Available records:
>>>>

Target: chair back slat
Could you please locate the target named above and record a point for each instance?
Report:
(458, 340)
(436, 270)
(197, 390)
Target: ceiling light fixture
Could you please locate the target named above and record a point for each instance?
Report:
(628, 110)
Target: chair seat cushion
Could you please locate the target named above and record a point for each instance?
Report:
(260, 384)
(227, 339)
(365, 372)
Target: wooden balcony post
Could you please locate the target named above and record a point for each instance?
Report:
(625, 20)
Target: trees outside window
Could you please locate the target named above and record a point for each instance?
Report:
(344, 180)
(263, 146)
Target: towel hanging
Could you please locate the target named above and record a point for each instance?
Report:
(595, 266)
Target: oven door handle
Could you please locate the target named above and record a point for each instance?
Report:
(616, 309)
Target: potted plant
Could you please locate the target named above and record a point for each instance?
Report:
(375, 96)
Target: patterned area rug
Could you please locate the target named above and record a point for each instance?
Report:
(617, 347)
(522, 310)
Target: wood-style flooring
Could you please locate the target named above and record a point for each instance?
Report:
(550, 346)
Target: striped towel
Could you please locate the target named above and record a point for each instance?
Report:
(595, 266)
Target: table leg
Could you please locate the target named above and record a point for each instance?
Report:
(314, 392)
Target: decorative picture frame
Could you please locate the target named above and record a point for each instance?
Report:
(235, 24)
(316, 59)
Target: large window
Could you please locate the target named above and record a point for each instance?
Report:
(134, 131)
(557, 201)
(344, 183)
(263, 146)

<<<<
>>>>

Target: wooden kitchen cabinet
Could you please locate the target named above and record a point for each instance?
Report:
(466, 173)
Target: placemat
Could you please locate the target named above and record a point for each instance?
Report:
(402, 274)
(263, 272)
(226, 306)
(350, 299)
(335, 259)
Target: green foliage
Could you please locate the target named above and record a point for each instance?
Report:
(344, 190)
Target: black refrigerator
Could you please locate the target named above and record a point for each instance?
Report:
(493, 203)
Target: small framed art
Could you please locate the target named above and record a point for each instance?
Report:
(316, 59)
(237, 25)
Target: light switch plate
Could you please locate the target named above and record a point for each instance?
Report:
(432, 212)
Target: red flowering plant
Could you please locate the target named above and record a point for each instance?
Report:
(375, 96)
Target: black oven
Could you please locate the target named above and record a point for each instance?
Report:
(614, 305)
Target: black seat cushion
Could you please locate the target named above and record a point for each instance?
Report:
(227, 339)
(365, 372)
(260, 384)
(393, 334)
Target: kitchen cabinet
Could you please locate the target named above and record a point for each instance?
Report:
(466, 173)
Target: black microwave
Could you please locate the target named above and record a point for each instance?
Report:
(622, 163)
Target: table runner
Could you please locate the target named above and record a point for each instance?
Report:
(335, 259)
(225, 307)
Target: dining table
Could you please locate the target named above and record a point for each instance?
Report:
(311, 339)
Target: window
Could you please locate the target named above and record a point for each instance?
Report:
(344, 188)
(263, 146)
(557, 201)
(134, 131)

<<<<
>>>>

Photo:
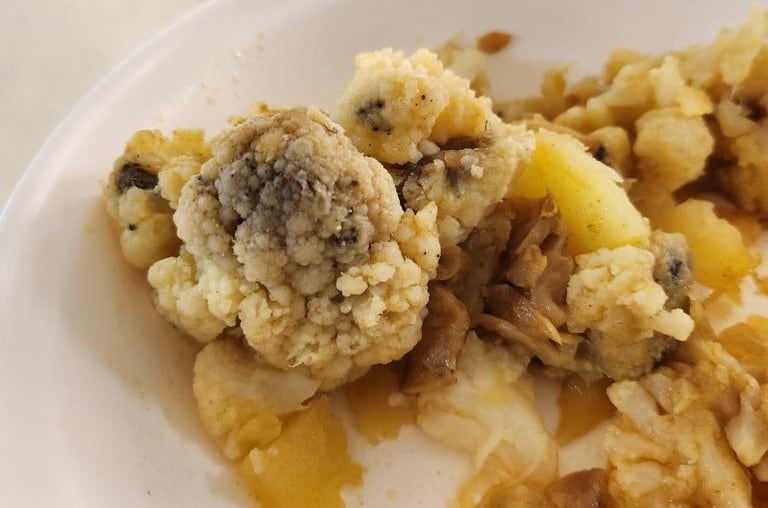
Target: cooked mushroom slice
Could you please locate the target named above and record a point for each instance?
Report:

<<<<

Exercise instructions: Each line of the data that contains "cushion" belongs in the answer.

The completed task:
Target: chair seat cushion
Target: black seat cushion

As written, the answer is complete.